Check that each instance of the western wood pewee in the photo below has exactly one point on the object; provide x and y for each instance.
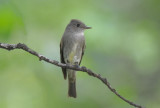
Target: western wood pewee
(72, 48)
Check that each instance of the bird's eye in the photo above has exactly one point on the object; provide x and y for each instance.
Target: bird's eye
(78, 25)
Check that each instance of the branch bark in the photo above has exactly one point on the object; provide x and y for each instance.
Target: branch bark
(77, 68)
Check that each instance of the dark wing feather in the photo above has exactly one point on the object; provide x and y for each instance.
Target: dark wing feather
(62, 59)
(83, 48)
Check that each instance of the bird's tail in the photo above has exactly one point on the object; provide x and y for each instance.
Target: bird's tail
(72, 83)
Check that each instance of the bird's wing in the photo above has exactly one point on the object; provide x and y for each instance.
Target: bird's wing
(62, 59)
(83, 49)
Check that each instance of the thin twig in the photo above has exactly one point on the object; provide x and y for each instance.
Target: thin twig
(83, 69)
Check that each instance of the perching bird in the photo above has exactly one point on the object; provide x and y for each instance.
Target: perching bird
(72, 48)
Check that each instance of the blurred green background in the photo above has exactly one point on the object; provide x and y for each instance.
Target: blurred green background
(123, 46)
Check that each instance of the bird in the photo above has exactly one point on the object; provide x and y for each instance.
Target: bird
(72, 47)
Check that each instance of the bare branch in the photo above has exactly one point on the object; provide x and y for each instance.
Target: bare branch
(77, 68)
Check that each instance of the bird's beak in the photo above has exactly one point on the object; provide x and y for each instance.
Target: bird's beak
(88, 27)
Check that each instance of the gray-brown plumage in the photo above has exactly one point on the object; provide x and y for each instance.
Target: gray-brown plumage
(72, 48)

━━━━━━━━━━

Write out exactly, and only, each line from the one with "Check that each instance of the bird's beak" down to the last line of the records above.

Check that each instance of the bird's beak in the photo above has exactly one point on the object; provide x and y for each instance.
Target: bird's beak
(88, 27)
Check that each instance of the gray-brown plumage in the photo above has exactly one point on the object; provide x and y for each instance.
Target: gray-brown plumage
(72, 48)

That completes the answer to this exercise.